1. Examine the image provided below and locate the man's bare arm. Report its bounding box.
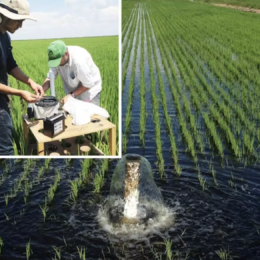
[9,67,44,98]
[72,84,89,96]
[42,78,51,92]
[0,83,38,103]
[61,84,90,104]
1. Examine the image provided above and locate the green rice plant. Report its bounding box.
[0,173,8,188]
[211,167,218,186]
[198,170,207,191]
[4,213,9,221]
[23,181,33,203]
[39,204,49,223]
[26,240,32,260]
[4,194,9,206]
[52,246,61,260]
[101,158,109,173]
[38,166,45,180]
[216,248,233,260]
[139,11,146,147]
[93,171,105,193]
[164,239,173,260]
[69,179,82,203]
[77,246,86,260]
[3,161,11,173]
[145,14,165,176]
[150,246,163,260]
[47,170,61,204]
[80,159,93,182]
[44,158,52,170]
[0,236,3,255]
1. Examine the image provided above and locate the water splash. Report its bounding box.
[98,196,178,239]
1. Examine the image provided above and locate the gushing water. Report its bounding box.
[123,161,141,220]
[98,154,177,238]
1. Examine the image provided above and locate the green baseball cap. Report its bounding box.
[47,40,66,67]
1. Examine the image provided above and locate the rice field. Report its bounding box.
[120,1,260,258]
[8,36,119,155]
[122,0,260,177]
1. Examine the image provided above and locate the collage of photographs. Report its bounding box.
[0,0,259,259]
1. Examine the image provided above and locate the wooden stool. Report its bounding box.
[80,145,91,155]
[49,152,60,156]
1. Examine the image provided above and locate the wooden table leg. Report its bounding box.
[109,126,116,156]
[38,142,44,156]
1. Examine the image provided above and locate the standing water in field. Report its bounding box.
[98,154,177,238]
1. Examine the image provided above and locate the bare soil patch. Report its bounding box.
[213,4,260,14]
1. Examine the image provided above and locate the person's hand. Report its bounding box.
[20,90,38,103]
[61,94,71,104]
[28,79,44,99]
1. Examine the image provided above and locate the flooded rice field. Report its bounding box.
[121,0,260,259]
[0,157,259,259]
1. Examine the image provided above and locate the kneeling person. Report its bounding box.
[42,40,102,106]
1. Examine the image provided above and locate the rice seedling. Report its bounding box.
[38,166,45,180]
[24,181,33,203]
[4,194,9,206]
[26,240,32,260]
[216,247,233,260]
[150,239,190,260]
[39,204,49,223]
[164,239,173,260]
[52,246,61,260]
[93,171,105,193]
[0,237,3,255]
[4,213,9,221]
[211,166,218,187]
[44,158,52,170]
[197,166,207,191]
[69,179,81,203]
[3,161,11,173]
[0,172,8,188]
[47,171,61,204]
[80,159,93,182]
[77,246,86,260]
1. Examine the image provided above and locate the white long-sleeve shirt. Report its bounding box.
[48,46,102,101]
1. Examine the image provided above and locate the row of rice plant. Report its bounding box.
[148,0,255,158]
[122,0,260,178]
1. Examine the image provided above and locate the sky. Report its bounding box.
[11,0,120,40]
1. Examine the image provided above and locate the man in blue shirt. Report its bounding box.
[0,0,44,155]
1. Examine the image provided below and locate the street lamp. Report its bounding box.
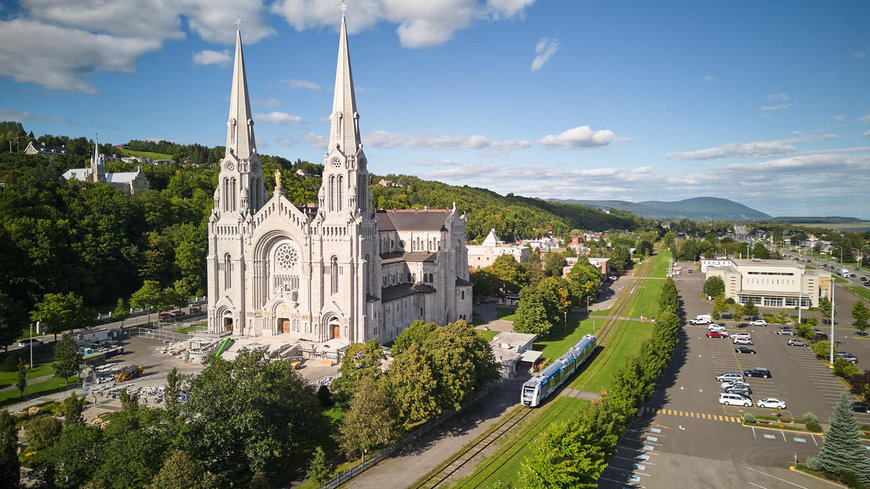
[797,268,803,326]
[829,280,835,365]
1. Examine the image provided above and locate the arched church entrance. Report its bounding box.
[329,318,341,339]
[279,318,291,334]
[223,315,234,333]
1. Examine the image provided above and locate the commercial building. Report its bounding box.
[467,229,529,268]
[705,259,832,309]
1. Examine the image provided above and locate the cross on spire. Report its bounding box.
[235,15,243,32]
[339,1,347,16]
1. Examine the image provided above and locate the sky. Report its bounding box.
[1,0,869,219]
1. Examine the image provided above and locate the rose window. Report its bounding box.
[274,244,299,271]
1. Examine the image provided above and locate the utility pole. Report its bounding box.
[829,282,835,365]
[797,268,802,326]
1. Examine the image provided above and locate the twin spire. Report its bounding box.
[226,8,361,160]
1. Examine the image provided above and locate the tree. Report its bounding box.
[62,392,86,427]
[25,416,63,451]
[469,268,499,298]
[145,449,218,489]
[30,292,93,341]
[53,333,82,384]
[816,393,870,482]
[391,321,437,356]
[834,358,860,379]
[752,242,771,259]
[732,304,744,321]
[249,471,271,489]
[491,254,528,293]
[703,276,725,298]
[36,423,103,489]
[112,298,130,327]
[119,387,140,412]
[849,370,870,400]
[712,293,728,320]
[544,252,567,278]
[638,240,653,256]
[743,299,758,319]
[0,409,19,489]
[423,320,499,411]
[566,258,602,305]
[524,251,546,287]
[307,446,330,485]
[853,301,869,334]
[130,280,165,323]
[164,367,187,414]
[609,245,631,274]
[513,296,552,337]
[331,340,386,405]
[387,343,441,425]
[811,340,838,360]
[16,358,26,399]
[184,350,323,476]
[340,376,398,460]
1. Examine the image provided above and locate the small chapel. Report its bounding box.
[206,13,472,346]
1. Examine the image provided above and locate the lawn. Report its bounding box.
[177,323,207,335]
[451,396,585,488]
[477,330,500,341]
[533,314,596,361]
[569,321,654,393]
[0,363,55,386]
[120,148,174,160]
[849,285,870,302]
[0,376,79,408]
[496,307,516,322]
[649,248,672,277]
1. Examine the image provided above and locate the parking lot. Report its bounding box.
[599,268,868,489]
━━━━━━━━━━
> EXERCISE DESCRIPTION: Leaving the images behind, set down every entry word for word.

> THE COMPLETED TASK:
1. Examine the image provided below and locate the man's bare arm. Report its bounding box.
[9,67,44,98]
[72,84,89,96]
[42,78,51,92]
[0,83,38,103]
[61,84,90,104]
1. Examine the image provided above and locate the green rice plant. Report its bounding box.
[0,173,8,188]
[211,167,218,186]
[198,170,207,191]
[4,213,9,221]
[23,181,33,203]
[39,204,49,223]
[26,240,32,260]
[4,194,9,206]
[52,246,61,260]
[101,158,109,173]
[38,166,45,180]
[216,248,233,260]
[139,11,146,147]
[93,171,105,193]
[164,239,173,260]
[69,179,82,203]
[77,246,86,260]
[3,161,11,173]
[145,14,165,176]
[150,246,163,260]
[47,170,61,204]
[80,159,93,182]
[44,158,52,170]
[0,236,3,255]
1. Examine the image provided above and locate the water splash. Report its bounding box.
[98,196,178,239]
1. Examine the image provided above and locate the gushing water. Report its bounding box.
[123,161,141,220]
[98,154,177,238]
1. Examine the image provided above and locate the green baseball cap. Report its bounding box.
[47,40,66,67]
1. Examine the image provided above and locate the rice field. Report its bounding box.
[120,1,260,258]
[8,36,119,155]
[122,0,260,177]
1. Examine the image provided above and locate the collage of photographs. Report its bounding box.
[0,0,259,259]
1. Examine the image provided above and locate the wooden stool. Report its bounding box.
[80,145,91,155]
[49,152,60,156]
1. Examine the image provided above and locate the wooden table leg. Report its bounding box.
[109,126,116,156]
[38,142,44,156]
1. Examine the image provided above and locate the standing water in field. Report its bounding box.
[98,154,177,238]
1. Examine the image provided above and locate the bare soil patch. Report its bounding box.
[213,4,260,14]
1. Examine the image provided above and locate the person's hand. Report its bounding box.
[20,90,38,103]
[61,94,71,104]
[28,79,44,99]
1. Examine the image provided above and locate the flooded rice field. Report its bounding box.
[121,0,260,259]
[0,157,259,259]
1. Examine the image provided above and locate the kneeling person. Report its bounding box.
[42,40,102,106]
1. Examine the image provided above and locate the rice seedling. Report its bounding box.
[38,166,45,180]
[24,181,33,203]
[4,194,9,206]
[26,240,32,260]
[216,247,233,260]
[150,239,190,260]
[39,204,49,223]
[164,239,173,260]
[52,246,61,260]
[93,171,105,193]
[0,237,3,255]
[4,213,9,221]
[211,166,218,187]
[44,158,52,170]
[197,166,207,191]
[69,179,81,203]
[3,161,11,173]
[0,172,8,188]
[47,171,61,204]
[80,159,93,182]
[77,246,86,260]
1. Examine the image provided above and locate the white long-sleeve shirt. Report its bounding box.
[48,46,102,101]
1. Examine the image provided above and locate the row of rice plant. Report its bounding box.
[148,0,255,158]
[122,0,260,178]
1. Examine the image provided above and locate the sky. Report its bounding box.
[11,0,120,40]
1. Examine the image provided above and locate the man in blue shirt. Report its bounding box.
[0,0,44,155]
1. Examine the image provided below and locate the street lamp. Report its bounding box.
[797,268,803,326]
[829,280,835,365]
1. Examine the image provided above and locate the arched church entrance. Report its bounding box.
[329,318,341,339]
[279,318,291,334]
[223,315,234,333]
1. Examine the image provided above and locate the commercial building. Report its bounding box.
[467,229,529,268]
[705,259,832,309]
1. Examine the image provided above and locate the cross on spire. Report its bounding box.
[235,15,243,32]
[339,1,347,16]
1. Examine the image provided above and locate the sky. Report its bounding box.
[1,0,869,219]
1. Examine the image provided above and locate the rose window. Report its bounding box.
[274,244,299,271]
1. Examine the image provided above and locate the utility pole. Report its bounding box.
[829,282,835,365]
[797,268,802,326]
1. Examine the image provided above and locate the twin spire. Report its bounding box.
[226,8,361,160]
1. Examine the image provided above and locate the tree. Report its bounding box.
[62,392,86,427]
[25,416,63,451]
[469,268,499,298]
[145,449,218,489]
[30,292,93,341]
[53,333,82,384]
[816,393,870,482]
[391,321,437,356]
[834,358,860,379]
[752,242,771,259]
[732,304,744,321]
[249,471,271,489]
[491,254,528,293]
[703,276,725,298]
[36,423,103,489]
[112,298,130,327]
[119,387,140,412]
[849,370,870,400]
[712,293,728,320]
[544,252,567,278]
[638,240,653,256]
[743,299,758,319]
[0,409,19,489]
[423,320,499,411]
[566,258,602,305]
[524,251,546,287]
[307,446,330,485]
[853,301,869,334]
[130,280,165,323]
[164,367,187,414]
[609,245,631,274]
[513,296,552,337]
[331,340,386,405]
[387,343,441,425]
[811,340,838,360]
[16,358,26,399]
[184,350,323,476]
[340,376,398,460]
1. Examine the image provided above and locate the small chapel. Report its bounding box.
[206,13,472,346]
1. Examine the image provided above and locate the lawn. Report its bounding box.
[177,323,207,335]
[451,396,585,488]
[477,330,500,341]
[533,314,596,361]
[569,321,654,393]
[0,363,55,386]
[120,148,174,160]
[849,285,870,302]
[0,376,79,408]
[496,307,516,322]
[649,248,672,277]
1. Examine the image provided above and locate the parking lot. Report its bounding box.
[599,268,868,489]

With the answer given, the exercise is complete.